# Study Leave & Your Employer



## seriams (16 Jan 2008)

What is the normal study leave given by your employer?. I'm doing accountancy exams and the intention is to stay with the same company once qualified (if I qualify!!).


----------



## quinno (16 Jan 2008)

If they support the accountancy exams they should have this set down in your contract or staff hand book? Most employers would give a few days study leave, but if it's not set down you may need to take annual leave. Anyone else there in your company done the exams in similar circumstances?


----------



## seriams (16 Jan 2008)

No, it's a small company and they are very flexible. I was just wondering what I could expect. There is no contract drawn up and I'm not taking sponsorship until I see how I get on in my exams.


----------



## Shiram (16 Jan 2008)

My Company gives 2 days for each exam but it is capped at 6 days in total per year.


----------



## seriams (16 Jan 2008)

Thats great Shiram, thanks.


----------



## aircobra19 (16 Jan 2008)

3 per year which I used for exams which the daft college schedule last minute so you can't plan leave around them. Daft because its a distance learning course for people who work full time.

Some records:
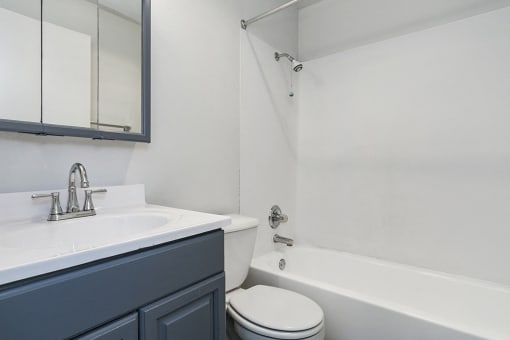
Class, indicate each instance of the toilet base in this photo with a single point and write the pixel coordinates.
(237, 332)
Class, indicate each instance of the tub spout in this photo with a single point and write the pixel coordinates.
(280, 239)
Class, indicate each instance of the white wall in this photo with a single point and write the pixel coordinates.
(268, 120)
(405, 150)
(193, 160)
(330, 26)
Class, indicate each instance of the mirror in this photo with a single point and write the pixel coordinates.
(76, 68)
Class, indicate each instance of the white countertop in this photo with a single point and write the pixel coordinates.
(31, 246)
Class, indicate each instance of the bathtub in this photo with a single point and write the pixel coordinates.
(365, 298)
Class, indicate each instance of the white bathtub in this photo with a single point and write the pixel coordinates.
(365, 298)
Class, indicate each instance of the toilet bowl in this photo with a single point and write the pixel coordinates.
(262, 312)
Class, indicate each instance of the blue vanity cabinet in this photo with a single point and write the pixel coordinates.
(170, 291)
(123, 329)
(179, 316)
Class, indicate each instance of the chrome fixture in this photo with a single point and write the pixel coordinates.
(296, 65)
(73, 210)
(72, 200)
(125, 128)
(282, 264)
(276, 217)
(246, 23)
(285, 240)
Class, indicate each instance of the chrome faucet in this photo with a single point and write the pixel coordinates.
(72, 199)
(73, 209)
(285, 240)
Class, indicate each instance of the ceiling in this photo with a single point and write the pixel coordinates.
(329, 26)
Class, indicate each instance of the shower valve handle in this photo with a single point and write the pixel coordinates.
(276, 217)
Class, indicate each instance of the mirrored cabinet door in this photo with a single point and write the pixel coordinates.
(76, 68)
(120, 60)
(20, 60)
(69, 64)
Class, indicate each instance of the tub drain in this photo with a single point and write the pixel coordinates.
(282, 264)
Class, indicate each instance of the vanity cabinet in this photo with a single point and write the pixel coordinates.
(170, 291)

* * *

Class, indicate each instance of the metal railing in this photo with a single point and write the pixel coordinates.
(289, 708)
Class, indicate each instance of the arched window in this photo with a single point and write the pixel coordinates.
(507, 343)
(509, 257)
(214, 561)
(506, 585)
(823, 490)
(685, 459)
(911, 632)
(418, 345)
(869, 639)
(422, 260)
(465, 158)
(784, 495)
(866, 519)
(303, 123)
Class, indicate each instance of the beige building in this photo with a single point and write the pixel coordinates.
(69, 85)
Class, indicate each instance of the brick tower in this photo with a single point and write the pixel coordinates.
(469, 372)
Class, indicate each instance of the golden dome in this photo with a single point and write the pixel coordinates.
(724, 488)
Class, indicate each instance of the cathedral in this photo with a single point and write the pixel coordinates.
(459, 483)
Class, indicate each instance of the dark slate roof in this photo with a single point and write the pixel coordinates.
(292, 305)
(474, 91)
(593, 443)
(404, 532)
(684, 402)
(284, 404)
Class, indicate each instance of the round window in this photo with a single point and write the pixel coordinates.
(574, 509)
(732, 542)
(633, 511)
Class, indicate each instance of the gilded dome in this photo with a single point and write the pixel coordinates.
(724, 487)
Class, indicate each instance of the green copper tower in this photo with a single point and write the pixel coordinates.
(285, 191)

* * *

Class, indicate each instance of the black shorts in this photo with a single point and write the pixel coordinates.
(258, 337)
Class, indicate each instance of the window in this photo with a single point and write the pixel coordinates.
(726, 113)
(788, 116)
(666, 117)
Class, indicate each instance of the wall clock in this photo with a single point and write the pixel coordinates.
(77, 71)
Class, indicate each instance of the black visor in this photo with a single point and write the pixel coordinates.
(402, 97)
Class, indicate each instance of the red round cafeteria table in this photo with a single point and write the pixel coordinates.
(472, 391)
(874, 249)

(EXERCISE INSTRUCTIONS):
(A) Restate word for word the part of the study leave thread that begins at the words "What is the" and stops after "quinno (16 Jan 2008)".
(B) Count the lines of the entries that contain the string "cabinet", and give only that number.
The study leave thread and the entries are separate material with no connection to each other.

(SOLUTIONS FOR EACH TASK):
(A)
What is the normal study leave given by your employer?. I'm doing accountancy exams and the intention is to stay with the same company once qualified (if I qualify!!).


----------



## quinno (16 Jan 2008)

(B) 3